### Task requirements
Extract each line in the rows below that contains the string "metal", treating uppercase and lowercase letters as distinct.

—————

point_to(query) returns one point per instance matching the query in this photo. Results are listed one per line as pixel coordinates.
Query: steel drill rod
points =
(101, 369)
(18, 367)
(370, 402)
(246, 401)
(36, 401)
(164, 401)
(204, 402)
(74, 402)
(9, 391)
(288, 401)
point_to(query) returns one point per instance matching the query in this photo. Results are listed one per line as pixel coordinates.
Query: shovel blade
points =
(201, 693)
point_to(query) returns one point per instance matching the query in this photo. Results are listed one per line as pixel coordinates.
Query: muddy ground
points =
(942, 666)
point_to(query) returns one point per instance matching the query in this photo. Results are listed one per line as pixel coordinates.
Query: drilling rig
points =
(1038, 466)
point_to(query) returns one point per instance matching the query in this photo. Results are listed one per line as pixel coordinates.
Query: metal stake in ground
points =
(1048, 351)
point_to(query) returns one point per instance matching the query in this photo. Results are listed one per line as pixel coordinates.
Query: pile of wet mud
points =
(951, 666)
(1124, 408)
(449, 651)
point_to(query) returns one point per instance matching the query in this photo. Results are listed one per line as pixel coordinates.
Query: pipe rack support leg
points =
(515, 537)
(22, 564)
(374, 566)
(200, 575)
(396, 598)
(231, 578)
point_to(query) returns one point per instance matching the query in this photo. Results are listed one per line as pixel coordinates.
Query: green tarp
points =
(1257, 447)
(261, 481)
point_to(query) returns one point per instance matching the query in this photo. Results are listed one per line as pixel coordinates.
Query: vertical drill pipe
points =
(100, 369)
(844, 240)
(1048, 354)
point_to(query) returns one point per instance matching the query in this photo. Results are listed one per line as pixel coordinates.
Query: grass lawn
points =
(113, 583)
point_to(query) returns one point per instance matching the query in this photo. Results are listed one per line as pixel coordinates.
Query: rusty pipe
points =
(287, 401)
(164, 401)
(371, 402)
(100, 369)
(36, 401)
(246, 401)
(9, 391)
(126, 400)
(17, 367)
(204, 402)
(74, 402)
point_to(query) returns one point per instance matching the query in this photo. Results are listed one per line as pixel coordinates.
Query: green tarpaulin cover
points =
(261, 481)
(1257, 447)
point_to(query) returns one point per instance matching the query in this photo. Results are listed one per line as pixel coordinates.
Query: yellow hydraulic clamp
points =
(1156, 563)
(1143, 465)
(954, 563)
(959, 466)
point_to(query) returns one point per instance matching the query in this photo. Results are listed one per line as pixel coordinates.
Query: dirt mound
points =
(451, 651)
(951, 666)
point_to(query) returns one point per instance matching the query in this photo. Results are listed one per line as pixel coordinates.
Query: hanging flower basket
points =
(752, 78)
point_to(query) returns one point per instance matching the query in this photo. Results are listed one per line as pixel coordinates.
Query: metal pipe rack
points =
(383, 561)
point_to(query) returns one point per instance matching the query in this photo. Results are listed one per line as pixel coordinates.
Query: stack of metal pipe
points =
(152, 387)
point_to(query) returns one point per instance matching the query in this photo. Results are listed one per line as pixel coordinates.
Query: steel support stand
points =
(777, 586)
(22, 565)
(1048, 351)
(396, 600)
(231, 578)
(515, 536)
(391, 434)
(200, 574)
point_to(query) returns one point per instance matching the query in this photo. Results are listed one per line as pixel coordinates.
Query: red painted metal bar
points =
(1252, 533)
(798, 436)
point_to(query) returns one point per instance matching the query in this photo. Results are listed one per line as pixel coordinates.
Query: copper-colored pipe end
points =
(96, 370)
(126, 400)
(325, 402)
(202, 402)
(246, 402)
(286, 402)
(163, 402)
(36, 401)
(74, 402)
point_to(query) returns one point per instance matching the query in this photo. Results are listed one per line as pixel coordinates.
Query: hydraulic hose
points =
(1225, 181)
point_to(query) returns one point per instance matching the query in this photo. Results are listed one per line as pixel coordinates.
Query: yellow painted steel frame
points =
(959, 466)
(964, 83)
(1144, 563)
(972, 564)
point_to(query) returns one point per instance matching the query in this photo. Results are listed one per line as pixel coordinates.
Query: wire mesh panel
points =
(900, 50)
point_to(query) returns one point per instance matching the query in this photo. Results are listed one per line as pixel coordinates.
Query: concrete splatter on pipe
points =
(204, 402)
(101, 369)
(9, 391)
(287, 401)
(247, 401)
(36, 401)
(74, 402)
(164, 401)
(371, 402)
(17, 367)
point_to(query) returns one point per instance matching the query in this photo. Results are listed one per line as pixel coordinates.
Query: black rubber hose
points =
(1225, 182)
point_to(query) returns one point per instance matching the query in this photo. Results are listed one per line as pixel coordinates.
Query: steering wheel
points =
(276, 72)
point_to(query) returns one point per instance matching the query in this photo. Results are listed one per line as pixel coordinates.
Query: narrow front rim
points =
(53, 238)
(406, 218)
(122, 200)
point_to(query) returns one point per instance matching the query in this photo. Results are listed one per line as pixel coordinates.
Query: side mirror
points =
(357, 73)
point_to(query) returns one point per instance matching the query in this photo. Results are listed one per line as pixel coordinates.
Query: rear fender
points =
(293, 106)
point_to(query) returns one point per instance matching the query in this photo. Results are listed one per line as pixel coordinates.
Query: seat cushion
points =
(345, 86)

—————

### Worked solution
Query: metal stake in ground
Query: metal pipe rack
Query: stack of metal pipe
Query: red painted metal bar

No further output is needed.